::: Reading passage

Global temperature and climate are largely determined by the balance of incoming energy from the sun, minus outgoing radiation. Incoming light radiation from the sun has short-wavelengths and can readily pass through the atmosphere, but after being absorbed and re-radiated from Earth’s surfaces the out-going infra-red radiation has longer wave-lengths and is less able to pass through the atmosphere. The so-called “greenhouse gases” absorb and re-radiate a portion of the outgoing long-wave radiation back toward earth, acting like a heat-trapping blanket. Even slight changes in the ratio of incoming and outgoing solar energy have significant influence on our global climate system. Even though greenhouse gasses make up less than 1% of Earth’s atmosphere, our global climate is quite sensitive to changes in their concentration. 

Ice-core data from Greenland and Antarctica tells us that atmospheric levels of carbon dioxide (CO₂₎ vary somewhat predictably with cycles of ice ages and warm inter-glacial periods. The ice cores also show that atmospheric CO₂ is increasing almost 100 times faster today than during past climate cycles, and that current concentrations of  CO₂ are higher than at any time in at least the last 800,000 years. Given the difficulty of rapidly changing our resource-intensive lifestyles, we’ll be lucky if global atmospheric CO₂ concentration merely doubles. More likely it will go much higher before we control our appetite for fossil fuels and land exploitation.

::::::

• **Task to carry out**
Pull from the climate passage the portion running from "Ice-core data from" to "and land exploitation.", copied word for word.

::: Entries shown

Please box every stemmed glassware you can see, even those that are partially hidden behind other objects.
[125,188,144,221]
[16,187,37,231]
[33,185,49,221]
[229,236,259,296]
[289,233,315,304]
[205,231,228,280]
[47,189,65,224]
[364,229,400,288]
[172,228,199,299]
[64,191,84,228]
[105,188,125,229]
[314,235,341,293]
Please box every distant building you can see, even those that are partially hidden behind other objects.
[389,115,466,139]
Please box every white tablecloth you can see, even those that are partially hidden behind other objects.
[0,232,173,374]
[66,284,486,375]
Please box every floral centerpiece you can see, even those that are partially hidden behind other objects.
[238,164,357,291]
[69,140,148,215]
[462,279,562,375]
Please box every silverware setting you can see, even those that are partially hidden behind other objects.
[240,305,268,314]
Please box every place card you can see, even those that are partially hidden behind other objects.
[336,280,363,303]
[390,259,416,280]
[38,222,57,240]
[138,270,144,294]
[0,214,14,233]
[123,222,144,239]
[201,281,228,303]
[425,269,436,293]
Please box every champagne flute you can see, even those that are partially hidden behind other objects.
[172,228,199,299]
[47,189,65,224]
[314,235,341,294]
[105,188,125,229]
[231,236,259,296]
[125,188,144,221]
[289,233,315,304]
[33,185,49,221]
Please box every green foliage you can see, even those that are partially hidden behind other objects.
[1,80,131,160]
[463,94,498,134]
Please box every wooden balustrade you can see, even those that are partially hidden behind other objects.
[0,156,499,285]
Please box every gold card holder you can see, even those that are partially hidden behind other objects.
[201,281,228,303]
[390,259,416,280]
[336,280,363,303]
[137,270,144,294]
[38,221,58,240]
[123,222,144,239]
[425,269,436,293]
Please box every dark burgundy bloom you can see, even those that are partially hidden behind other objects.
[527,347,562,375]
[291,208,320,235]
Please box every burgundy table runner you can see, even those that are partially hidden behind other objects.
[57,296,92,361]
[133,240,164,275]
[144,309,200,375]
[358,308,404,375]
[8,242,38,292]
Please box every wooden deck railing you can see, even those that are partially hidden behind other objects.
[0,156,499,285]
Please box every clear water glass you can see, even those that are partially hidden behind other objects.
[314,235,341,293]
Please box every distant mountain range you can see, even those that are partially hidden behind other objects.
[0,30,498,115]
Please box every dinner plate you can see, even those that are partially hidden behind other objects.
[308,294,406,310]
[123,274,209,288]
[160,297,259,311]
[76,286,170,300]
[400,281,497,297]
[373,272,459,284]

::::::

• **Answer box**
Ice-core data from Greenland and Antarctica tells us that atmospheric levels of carbon dioxide (CO₂₎ vary somewhat predictably with cycles of ice ages and warm inter-glacial periods. The ice cores also show that atmospheric CO₂ is increasing almost 100 times faster today than during past climate cycles, and that current concentrations of  CO₂ are higher than at any time in at least the last 800,000 years. Given the difficulty of rapidly changing our resource-intensive lifestyles, we’ll be lucky if global atmospheric CO₂ concentration merely doubles. More likely it will go much higher before we control our appetite for fossil fuels and land exploitation.